*Source passage*:
** START **
* IN THE HIGH COURT OF DELHI AT NEW DELHI
Decided on : 20.05.2014
+ CM(M) 299/2012 and CM No. 4466/2012
+ CM(M) 607/2012 and CM No.9354/2012
+ CM(M) 595/2012 and CM No.9132/2012
+ CM(M) 598/2012 and CM No.9189/2012
+ CM(M) 599/2012 and CM No.9200/2012
DELHI URBAN SHELTER
IMPROVEMENT BOARD ..... Petitioner
Through: Mr. Parvinder Chauhan, Advocate
Versus
NOORDIN ..... Respondent
SHARIF ..... Respondent
PREHLAD ..... Respondent
CHHOTTEY LAL ..... Respondent
REVAR ..... Respondent
Through: Mr. M.Naushad Siddiqui, Mr. Shamsher Ali
and Mr. Aditya Gaur, Advocates
CORAM:
HON'BLE MR. JUSTICE NAJMI WAZIRI
NAJMI WAZIRI, J. (Oral)
1. On 13.5.2008, the petitioner had sealed the respective properties of the respondents in the above noted five petitions. They had filed different suits in which interim orders were passed under Order XXXIX Rule 1 & 2 CPC, holding that the balance of convenience lay CMM 299 of 2012 Page 1 of 13 in favour of the respective plaintiffs, therefore the said seal were directed to be removed. The petitioners' appeals against the interlocutory orders were dismissed, hence these petitions. Since the crucial dates and events are similar, these petitions are disposed off by a common order. The plot numbers of the different respondents (plaintiffs) and the quantum of monies paid by them on different dates would vary but the facts and events of CM(M) No. 299 of 2012 are taken as an indicative template.
** END **
*The tasks*:
1. List every party named as a respondent in the court judgment.
2. Rewrite the part of the court judgment that begins with "1. On 13.5.2008, the" and stops after "an indicative template.", changing "similar" to "identical".
The material that comes next has no connection to the court judgment.

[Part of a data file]
** START **
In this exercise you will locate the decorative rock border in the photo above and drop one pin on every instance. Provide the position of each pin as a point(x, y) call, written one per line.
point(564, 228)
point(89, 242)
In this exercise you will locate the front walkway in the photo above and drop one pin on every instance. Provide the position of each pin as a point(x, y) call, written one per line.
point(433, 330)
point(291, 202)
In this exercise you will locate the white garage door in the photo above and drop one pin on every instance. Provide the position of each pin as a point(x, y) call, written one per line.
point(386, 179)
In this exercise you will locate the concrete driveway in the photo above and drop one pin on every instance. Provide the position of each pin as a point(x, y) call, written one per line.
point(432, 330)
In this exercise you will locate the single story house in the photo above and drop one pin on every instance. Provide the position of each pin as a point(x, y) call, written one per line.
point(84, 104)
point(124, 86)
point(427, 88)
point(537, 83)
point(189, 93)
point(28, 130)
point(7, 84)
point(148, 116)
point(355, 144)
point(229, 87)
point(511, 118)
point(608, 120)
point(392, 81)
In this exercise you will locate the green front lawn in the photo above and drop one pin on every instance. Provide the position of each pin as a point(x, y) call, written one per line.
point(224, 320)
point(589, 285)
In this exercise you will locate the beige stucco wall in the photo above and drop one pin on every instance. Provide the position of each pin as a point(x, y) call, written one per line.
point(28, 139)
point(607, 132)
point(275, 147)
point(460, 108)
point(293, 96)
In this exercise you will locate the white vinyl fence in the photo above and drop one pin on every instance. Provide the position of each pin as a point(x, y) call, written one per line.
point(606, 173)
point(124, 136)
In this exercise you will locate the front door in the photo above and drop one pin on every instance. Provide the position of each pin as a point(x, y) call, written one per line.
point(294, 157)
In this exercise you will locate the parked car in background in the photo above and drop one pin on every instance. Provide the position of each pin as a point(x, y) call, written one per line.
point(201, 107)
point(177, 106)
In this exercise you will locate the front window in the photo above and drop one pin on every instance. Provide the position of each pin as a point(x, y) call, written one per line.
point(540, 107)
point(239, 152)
** END **
*Answer set*:
1. NOORDIN, SHARIF, PREHLAD, CHHOTTEY LAL, REVAR

2.
1. On 13.5.2008, the petitioner had sealed the respective properties of the respondents in the above noted five petitions. They had filed different suits in which interim orders were passed under Order XXXIX Rule 1 & 2 CPC, holding that the balance of convenience lay CMM 299 of 2012 Page 1 of 13 in favour of the respective plaintiffs, therefore the said seal were directed to be removed. The petitioners' appeals against the interlocutory orders were dismissed, hence these petitions. Since the crucial dates and events are identical, these petitions are disposed off by a common order. The plot numbers of the different respondents (plaintiffs) and the quantum of monies paid by them on different dates would vary but the facts and events of CM(M) No. 299 of 2012 are taken as an indicative template.